### TASK SET:
**1)** In the forum thread on 6502 emulation, what fraction of a C64's speed does the emulator reach on an A3000 with an ARM2 at 8 MHz?
**2)** Carry on the forum thread about 6502 emulation speed on ARM machines from the point where it stops.

### EXTRACT PROVIDED:
Wasn't Acorn's 6502 Emulator basically able to emulate a 6502 at full speed
on an 8Mhz machine?

Alex.
--
E-mail: archi...@gmx.co.uk
WWW: http://www.toth.org.uk/~aardvark/
ICQ: 29035638

Matthias Seifert

unread,
Jul 31, 2001, 8:47:54 AM7/31/01
to
On 31 Jul, Alex Macfarlane Smith <archi...@gmx.co.uk> wrote:
> In message <4aa2a1210...@t-online.de>
> Matthias Seifert <M.Se...@t-online.de> wrote:

> [snip]
> > Well, as long as your emulator has to handle interrupts, the figures I
> > gave above still apply (as I was talking of pure processor performance
> > anyway) with my code. If interrupts don't have to be handled, I can
> > remove several ARM instructions from every emulated 6502 instruction,
> > thus giving even higher speed of the emulation.
> >
> > And given that the 6510 of the C64 was clocked at ~1 MHz, both comments
> > above give almost the identical result: A SA@233MHz will be able to
> > emulate a 6502 (or 6510) at ~30 MHz.
> >
> Wasn't Acorn's 6502 Emulator basically able to emulate a 6502 at full
> speed on an 8Mhz machine?

I don't know.

Mine reaches 76% of the C64 with an A3000 (i.e. ARM2@8MHz). Without
support for interrupts it should be able to catch up with the 6510 of the
C64.

druck

unread,
Jul 31, 2001, 5:57:32 PM7/31/01
to
On 31 Jul 2001 uab...@uab.ericsson.se (Lyndon Fletcher) wrote:

> Some interesting insights however I am trying to relate comments
> like:-
>
> >Well, my ARC64 (a C64 emulator) reaches 3441% of the speed of a real C64
> >on my RiscPC with an SA@287MHz (and 485% with an ARM610@40MHz).
>
> with
>
> >An emulator can manage between 14:2 and 24:3 ARM cycles for 6502 cycles.
> >This means a 233MHz StrongARM could emulate a 6502 running at around 30MHz.
>
> >An 8MHz ARM could not manage to emulate a 2MHz 6502,
>
> Are we talking about the same conditions here? I think it may be
> better to give some more application specific data.

Pointing data records
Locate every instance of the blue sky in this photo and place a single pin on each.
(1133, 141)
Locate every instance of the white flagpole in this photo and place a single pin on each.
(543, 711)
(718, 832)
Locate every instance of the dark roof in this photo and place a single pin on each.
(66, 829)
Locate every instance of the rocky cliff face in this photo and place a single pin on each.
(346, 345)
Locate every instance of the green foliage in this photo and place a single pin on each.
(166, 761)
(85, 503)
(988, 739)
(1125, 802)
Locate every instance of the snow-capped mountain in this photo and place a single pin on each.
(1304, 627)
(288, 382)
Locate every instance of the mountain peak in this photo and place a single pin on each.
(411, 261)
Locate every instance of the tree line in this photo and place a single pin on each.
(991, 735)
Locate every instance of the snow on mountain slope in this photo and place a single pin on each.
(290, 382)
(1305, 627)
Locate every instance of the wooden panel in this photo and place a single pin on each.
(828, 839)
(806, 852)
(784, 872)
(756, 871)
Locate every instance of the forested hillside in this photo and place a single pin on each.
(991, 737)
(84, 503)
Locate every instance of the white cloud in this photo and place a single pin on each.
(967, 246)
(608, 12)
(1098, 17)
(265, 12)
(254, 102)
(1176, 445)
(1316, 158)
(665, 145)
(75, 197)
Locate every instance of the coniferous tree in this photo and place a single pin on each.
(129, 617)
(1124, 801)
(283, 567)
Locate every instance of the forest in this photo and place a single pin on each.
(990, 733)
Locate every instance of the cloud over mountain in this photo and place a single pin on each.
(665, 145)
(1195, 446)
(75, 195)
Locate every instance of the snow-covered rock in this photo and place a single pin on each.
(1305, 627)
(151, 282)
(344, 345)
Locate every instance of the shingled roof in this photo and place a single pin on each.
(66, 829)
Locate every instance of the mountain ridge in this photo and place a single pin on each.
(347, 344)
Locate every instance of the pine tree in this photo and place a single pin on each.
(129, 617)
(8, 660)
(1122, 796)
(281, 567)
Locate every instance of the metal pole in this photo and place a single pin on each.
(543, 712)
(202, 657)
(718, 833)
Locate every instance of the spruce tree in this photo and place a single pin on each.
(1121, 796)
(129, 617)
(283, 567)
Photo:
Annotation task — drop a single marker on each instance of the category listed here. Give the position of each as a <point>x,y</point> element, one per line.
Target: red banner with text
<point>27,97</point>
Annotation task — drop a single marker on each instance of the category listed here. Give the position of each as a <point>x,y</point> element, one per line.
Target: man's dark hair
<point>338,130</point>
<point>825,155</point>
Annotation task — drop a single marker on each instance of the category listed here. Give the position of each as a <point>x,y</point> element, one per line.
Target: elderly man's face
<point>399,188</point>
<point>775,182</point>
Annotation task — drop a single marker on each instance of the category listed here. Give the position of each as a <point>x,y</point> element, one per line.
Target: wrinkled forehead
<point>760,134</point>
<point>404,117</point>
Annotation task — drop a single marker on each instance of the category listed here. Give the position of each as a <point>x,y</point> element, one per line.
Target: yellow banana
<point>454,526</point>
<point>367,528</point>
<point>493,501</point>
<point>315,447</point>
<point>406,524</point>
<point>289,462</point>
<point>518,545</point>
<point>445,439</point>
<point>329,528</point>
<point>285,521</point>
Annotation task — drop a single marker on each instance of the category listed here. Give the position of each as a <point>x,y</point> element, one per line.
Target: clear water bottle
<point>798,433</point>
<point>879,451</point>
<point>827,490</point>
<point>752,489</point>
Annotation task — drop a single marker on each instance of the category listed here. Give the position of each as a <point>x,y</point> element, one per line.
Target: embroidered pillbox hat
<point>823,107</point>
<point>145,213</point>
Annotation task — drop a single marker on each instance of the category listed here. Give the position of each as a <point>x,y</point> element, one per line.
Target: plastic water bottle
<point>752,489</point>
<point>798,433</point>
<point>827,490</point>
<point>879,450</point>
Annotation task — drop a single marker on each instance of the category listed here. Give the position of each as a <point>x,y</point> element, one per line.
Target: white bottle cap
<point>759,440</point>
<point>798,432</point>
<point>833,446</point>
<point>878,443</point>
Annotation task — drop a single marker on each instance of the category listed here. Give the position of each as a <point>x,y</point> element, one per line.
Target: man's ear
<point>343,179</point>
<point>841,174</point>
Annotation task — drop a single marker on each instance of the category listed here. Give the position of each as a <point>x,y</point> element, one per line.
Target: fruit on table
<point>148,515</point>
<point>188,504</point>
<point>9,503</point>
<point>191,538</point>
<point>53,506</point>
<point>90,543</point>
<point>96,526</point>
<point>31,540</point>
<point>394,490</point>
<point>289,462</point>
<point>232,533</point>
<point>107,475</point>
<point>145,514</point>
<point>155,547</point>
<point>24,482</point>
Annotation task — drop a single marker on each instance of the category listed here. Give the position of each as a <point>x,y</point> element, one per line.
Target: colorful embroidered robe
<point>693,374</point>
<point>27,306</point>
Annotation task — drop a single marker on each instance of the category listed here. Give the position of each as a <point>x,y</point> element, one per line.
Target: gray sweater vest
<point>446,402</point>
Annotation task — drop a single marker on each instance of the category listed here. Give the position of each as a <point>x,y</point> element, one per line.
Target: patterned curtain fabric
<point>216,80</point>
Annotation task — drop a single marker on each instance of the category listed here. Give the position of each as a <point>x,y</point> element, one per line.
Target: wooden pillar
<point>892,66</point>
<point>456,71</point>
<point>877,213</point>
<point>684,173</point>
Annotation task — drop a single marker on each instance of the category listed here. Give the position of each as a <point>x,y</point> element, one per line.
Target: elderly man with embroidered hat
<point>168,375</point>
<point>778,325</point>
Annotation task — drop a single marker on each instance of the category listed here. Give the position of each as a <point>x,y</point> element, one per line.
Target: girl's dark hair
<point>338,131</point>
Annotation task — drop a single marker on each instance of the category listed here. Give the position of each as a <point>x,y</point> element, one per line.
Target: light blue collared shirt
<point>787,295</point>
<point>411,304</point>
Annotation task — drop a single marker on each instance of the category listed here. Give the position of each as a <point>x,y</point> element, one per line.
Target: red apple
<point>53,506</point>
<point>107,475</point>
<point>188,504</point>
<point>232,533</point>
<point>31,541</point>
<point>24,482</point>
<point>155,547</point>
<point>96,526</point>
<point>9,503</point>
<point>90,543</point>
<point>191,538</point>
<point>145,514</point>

### RESULTS FOR EACH TASK:
**1)** 76% of the C64's speed.

**2)**
It depends on the 6502 code instruction mix, as these are variable length and
so are the ARM instructions necessary to emulate them. For example the 6502
in BCD mode takes far more ARM cycles to emulate than in normal binary mode.



> I have a singleboard computer design using a 2Mhz 6502. It needs to be
> brought up to date and have a bit more power added and at the moment
> the only supplier of higher performance 6502 compatable CPs is WDC. I
> can get a 20Mhz 65816 8/16 bit 6502 clone from them but buying small
> numbers of units are hard and there is no second source.

Any ARM 7 series or later will be capable of emulating the 6502 far faster
than real time. To achieve 65816 speed, a StrongARM running at around 150MHz
will be necessary.

> I want to redesign the board with a more modern CPU but that CP would
> have to be able to run 6502 legacy code at reasonable speeds at least
> initially. Unlike emulation of say a Beeb on a RiscPC the support
> hardware would remain more or less the same and it will be the new
> processors ability to emulate the 6502 that will be important.

With this sort of usage it is often more important to emulate the 6502 no
faster and no slower, as such slow processors often used software delay loops
rather than external counter timers. In this case you need a cycle accurate
emulator.

My port of the Speech code did this. In addition to generating the ARM
instructions to emulate the 6502 ones, a count of the number of 6502 clock
ticks these would have taken on the real processor was kept. When the time
critical piece of hardware was written to (in this case the sound chip) a
comparision was made between the emulated 6502 clock ticks and a real 2MHz
timer. A delay could then be added to ensure the access occured at precisely
the same time as the 6502 would have done, regardless of the speed of
emulation.

Torben AEgidius Mogensen

unread,
Aug 1, 2001, 5:39:42 AM8/1/01
to
uab...@uab.ericsson.se (Lyndon Fletcher) writes:

You can get arbitrarily close to recompilation speed in an emulator
depending on how much work you are willing to put into it (JIT
compilation etc.) and to what extent you will have to emulate extra
hardware (e.g. interrupts).

A simple way of getting reasonable speed is to use a branch table: You
use the instruction as index into a table that branches to code for
handling each instruction. This gives a fairly low decode overhead,
something like:

LDRB instr,[6502PC],#1
LDR pc,[table,instr,shift#2]

and then ending each emulation code sequence with a branch to the
emulation main loop. If interrupts are to be handled, the emulation
main loop has to check for this.

You can save a bit of time (a branch per instruction) by ending each
emulation sequence with a copy of the emulation main loop instead of
branching to a single copy. If the main loop is more than a few
instructions, this may increase I-cache misses, though.

You can also replace a LDR with a MOV if you put the emulation code
for instruction N at address base+N*2^k:

LDRB instr,[6502PC],#1
ADD pc,basereg,instr,LSL#k

This is somewhat wasteful of space, though.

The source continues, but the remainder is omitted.